- [What to work on]: From the records below, transcribe only the lines running from the one with "napkin in the image above." through the one with "brown bowl rim in the image above.". Keep both of those end lines.
BEGIN Data records
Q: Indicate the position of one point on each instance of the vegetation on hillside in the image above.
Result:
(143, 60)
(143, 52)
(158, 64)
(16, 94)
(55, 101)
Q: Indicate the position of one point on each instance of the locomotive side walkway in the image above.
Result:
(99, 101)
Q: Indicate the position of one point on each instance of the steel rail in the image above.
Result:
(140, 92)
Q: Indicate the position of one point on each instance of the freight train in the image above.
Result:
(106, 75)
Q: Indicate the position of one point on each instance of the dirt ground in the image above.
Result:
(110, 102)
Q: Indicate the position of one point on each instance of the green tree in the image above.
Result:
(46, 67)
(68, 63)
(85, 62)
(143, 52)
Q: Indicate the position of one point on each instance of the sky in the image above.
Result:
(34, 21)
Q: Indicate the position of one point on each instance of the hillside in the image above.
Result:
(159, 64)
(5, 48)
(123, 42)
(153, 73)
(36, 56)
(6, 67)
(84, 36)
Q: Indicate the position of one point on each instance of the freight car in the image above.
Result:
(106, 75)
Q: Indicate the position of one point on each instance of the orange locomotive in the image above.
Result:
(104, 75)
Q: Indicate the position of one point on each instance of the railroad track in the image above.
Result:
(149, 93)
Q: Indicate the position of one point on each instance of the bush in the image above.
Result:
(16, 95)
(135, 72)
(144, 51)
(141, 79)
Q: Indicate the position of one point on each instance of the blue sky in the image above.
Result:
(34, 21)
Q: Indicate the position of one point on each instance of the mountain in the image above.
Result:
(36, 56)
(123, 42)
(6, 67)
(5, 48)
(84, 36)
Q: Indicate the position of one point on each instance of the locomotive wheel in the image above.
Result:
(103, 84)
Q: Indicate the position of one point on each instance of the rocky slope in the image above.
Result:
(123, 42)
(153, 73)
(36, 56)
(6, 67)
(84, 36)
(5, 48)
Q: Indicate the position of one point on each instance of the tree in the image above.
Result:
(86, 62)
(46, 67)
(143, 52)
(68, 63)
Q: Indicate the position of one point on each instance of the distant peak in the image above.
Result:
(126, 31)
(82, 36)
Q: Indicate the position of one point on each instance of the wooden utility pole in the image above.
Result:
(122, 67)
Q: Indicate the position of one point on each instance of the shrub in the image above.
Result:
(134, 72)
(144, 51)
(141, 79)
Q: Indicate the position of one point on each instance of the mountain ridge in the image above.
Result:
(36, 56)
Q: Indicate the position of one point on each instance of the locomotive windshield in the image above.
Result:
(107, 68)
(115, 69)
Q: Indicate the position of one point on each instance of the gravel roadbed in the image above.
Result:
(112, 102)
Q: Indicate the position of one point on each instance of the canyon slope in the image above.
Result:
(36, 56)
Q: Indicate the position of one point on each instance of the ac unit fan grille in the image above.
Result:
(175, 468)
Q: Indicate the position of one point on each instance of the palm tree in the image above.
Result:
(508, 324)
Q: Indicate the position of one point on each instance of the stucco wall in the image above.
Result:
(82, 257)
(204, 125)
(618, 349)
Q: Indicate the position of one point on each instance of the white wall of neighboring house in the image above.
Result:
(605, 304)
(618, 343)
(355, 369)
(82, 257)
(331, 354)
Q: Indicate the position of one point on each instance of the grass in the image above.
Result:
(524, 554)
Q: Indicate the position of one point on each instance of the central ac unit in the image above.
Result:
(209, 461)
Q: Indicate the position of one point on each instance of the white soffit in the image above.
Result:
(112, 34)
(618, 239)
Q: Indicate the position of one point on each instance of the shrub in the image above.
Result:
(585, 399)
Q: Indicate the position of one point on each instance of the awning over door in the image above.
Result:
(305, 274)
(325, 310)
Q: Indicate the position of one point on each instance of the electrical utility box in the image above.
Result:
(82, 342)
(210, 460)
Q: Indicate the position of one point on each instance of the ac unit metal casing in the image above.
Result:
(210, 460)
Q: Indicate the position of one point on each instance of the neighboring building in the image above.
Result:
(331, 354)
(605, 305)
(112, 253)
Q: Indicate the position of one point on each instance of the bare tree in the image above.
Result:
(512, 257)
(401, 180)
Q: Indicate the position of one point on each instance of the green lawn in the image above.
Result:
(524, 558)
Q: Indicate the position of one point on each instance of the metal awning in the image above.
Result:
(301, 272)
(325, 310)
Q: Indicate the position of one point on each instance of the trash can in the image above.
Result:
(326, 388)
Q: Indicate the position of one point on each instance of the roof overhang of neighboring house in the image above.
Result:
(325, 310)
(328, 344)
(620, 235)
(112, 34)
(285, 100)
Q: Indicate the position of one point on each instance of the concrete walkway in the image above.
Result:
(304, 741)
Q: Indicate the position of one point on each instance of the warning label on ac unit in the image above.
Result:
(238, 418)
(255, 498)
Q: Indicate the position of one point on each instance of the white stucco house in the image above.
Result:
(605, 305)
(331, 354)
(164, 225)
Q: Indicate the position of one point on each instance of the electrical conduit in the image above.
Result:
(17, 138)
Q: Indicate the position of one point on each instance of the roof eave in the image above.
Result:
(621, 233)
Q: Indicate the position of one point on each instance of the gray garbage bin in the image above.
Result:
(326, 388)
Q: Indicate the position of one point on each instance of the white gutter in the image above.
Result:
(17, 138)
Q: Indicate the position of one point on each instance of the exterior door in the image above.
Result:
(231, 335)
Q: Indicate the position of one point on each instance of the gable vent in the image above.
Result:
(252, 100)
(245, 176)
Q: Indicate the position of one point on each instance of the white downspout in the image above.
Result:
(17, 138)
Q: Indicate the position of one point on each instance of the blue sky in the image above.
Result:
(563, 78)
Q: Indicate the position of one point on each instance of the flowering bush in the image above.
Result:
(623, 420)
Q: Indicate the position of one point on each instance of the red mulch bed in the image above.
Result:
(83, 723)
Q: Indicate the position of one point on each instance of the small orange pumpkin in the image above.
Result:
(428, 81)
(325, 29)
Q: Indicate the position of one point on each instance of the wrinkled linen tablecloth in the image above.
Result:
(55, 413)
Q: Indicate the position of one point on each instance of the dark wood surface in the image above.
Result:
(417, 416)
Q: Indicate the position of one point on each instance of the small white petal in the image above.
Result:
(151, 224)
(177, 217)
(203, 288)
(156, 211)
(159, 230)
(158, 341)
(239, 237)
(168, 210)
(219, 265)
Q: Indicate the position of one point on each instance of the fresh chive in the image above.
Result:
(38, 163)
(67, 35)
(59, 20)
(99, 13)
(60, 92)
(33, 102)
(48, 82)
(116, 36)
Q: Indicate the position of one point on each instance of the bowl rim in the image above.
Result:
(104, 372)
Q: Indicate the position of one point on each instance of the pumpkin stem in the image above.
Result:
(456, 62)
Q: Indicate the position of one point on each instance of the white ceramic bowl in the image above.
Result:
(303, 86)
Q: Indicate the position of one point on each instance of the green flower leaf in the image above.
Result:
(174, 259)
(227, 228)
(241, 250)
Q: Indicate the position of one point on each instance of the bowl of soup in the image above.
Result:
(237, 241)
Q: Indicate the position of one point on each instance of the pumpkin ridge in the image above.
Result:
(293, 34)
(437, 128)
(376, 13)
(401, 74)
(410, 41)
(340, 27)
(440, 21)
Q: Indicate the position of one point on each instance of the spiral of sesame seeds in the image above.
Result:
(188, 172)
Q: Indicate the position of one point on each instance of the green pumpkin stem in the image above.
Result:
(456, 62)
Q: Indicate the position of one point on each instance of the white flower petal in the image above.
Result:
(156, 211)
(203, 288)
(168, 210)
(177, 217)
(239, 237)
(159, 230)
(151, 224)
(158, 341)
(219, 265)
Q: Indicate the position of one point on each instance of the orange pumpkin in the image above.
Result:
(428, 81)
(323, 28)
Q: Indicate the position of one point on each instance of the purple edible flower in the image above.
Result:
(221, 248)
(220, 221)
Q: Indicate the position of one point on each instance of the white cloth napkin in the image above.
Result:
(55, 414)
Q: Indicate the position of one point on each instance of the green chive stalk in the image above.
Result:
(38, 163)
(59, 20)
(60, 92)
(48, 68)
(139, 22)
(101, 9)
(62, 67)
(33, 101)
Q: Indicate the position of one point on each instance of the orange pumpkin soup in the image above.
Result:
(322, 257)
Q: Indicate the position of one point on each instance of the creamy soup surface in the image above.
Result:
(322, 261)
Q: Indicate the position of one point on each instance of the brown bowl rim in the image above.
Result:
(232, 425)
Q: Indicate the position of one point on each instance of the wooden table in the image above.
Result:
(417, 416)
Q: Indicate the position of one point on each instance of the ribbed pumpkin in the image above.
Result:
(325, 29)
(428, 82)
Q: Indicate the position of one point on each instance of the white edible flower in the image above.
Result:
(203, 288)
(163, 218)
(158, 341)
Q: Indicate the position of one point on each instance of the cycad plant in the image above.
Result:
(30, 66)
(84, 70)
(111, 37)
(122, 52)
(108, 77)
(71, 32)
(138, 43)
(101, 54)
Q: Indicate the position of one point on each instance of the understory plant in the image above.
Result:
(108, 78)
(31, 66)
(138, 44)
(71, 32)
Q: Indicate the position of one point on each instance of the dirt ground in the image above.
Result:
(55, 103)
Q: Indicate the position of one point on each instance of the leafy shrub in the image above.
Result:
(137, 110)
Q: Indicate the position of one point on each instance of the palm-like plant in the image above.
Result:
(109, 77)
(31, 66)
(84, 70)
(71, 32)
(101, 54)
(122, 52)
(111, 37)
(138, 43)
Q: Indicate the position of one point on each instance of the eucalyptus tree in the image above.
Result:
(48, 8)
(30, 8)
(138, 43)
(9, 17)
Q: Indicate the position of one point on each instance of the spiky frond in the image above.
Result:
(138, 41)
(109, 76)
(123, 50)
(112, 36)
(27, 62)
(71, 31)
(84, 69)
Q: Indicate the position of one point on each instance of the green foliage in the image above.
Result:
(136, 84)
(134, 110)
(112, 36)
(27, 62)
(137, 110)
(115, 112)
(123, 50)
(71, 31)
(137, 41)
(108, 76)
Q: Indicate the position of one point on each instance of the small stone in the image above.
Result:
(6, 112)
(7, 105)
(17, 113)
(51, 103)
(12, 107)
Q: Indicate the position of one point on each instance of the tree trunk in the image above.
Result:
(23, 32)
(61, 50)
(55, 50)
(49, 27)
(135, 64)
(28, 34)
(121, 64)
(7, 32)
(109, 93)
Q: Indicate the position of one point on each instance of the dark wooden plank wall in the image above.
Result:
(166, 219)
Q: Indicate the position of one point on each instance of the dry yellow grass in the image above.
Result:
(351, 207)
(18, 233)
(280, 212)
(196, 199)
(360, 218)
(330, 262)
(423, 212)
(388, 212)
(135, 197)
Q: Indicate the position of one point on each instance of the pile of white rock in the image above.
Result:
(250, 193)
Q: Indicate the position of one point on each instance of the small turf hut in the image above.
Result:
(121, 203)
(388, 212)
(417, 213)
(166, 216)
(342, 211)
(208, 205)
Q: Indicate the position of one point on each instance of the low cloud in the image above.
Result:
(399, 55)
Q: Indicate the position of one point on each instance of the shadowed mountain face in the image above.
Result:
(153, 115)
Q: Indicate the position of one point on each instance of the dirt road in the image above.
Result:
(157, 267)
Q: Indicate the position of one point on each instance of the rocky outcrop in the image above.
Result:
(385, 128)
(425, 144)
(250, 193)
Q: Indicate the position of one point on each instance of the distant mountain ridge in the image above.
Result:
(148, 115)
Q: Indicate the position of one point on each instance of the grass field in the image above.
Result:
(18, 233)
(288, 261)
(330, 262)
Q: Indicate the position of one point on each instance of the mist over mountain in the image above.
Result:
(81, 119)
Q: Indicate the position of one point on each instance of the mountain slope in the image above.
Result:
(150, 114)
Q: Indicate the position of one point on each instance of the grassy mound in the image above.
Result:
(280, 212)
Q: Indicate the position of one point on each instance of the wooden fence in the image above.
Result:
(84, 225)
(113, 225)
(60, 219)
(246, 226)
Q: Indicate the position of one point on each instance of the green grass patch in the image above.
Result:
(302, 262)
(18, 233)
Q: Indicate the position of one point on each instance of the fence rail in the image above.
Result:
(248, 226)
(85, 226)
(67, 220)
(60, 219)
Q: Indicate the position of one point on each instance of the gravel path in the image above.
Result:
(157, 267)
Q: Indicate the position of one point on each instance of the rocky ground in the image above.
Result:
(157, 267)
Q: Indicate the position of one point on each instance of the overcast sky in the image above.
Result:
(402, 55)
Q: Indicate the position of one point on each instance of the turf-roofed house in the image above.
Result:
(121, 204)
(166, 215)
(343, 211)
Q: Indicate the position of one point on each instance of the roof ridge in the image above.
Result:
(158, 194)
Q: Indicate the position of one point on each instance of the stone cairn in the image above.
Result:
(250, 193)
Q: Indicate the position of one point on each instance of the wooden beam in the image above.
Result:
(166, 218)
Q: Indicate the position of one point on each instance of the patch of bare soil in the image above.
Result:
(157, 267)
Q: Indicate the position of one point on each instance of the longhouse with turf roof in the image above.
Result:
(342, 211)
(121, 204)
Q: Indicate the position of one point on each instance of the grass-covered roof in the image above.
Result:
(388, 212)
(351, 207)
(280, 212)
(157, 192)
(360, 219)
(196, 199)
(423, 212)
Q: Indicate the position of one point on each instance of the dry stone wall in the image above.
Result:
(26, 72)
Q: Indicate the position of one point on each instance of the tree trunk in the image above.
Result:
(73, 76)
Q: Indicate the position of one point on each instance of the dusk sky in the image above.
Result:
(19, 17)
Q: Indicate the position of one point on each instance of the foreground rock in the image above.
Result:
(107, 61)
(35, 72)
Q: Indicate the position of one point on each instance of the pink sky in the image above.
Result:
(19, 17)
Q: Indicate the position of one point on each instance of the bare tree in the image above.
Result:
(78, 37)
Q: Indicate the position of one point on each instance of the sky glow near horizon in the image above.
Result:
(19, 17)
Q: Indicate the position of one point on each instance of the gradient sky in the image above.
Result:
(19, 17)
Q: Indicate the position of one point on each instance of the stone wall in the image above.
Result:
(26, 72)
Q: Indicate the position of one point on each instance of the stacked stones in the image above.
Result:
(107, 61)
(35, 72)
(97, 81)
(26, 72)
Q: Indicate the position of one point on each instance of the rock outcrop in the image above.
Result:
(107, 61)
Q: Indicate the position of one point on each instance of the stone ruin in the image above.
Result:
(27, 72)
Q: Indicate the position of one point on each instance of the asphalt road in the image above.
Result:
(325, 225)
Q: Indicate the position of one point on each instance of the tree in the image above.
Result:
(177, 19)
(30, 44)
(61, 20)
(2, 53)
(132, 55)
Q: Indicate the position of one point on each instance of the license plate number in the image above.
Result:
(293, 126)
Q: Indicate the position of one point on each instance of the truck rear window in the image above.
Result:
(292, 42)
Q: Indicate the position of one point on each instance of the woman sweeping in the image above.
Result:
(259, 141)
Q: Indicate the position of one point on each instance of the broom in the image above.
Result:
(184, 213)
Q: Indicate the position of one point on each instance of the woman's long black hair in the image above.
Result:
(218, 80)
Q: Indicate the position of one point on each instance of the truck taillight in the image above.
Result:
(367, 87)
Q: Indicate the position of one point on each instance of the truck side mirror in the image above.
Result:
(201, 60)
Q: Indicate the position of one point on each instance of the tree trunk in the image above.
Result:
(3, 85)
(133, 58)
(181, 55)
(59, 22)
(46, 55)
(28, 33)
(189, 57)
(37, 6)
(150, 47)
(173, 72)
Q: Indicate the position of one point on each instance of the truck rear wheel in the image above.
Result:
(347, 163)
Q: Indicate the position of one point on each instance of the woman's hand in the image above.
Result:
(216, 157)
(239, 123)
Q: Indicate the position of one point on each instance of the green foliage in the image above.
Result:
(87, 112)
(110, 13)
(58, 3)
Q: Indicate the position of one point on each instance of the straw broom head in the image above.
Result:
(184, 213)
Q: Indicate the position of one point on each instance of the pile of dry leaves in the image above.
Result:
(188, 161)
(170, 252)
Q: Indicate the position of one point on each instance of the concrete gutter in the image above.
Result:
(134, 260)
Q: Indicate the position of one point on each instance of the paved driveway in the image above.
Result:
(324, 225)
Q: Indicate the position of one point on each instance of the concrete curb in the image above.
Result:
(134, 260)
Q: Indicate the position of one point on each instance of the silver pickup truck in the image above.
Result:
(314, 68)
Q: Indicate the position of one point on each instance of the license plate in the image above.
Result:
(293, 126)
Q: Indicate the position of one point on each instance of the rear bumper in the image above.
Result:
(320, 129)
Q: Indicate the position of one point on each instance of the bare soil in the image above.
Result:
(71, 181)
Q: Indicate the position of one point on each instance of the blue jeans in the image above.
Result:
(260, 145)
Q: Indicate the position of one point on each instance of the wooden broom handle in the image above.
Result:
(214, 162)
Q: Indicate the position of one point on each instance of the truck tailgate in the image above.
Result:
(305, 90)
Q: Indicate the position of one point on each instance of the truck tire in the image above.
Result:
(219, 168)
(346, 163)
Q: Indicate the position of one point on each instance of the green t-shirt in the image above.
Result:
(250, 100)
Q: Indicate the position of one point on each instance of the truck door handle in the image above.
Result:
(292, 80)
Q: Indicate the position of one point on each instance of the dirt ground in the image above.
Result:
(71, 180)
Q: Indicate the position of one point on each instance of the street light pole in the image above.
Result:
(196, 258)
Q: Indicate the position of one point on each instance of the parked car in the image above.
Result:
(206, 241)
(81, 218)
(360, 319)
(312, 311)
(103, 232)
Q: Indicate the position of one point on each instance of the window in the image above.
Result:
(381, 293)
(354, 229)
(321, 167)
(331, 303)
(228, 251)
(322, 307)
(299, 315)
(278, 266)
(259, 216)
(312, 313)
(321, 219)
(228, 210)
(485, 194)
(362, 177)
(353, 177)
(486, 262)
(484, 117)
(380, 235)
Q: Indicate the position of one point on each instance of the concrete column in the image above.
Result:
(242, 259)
END Data records
- [Reply to the exercise]:
Q: Indicate the position of one point on each instance of the white cloth napkin in the image above.
Result:
(55, 414)
Q: Indicate the position of one point on each instance of the green chive stalk in the image above.
Result:
(38, 163)
(59, 20)
(60, 92)
(48, 68)
(139, 22)
(101, 9)
(62, 67)
(33, 101)
Q: Indicate the position of one point on each instance of the orange pumpkin soup in the image above.
Result:
(322, 257)
Q: Indicate the position of one point on each instance of the creamy soup surface in the image above.
Result:
(322, 261)
Q: Indicate the position of one point on each instance of the brown bowl rim in the image above.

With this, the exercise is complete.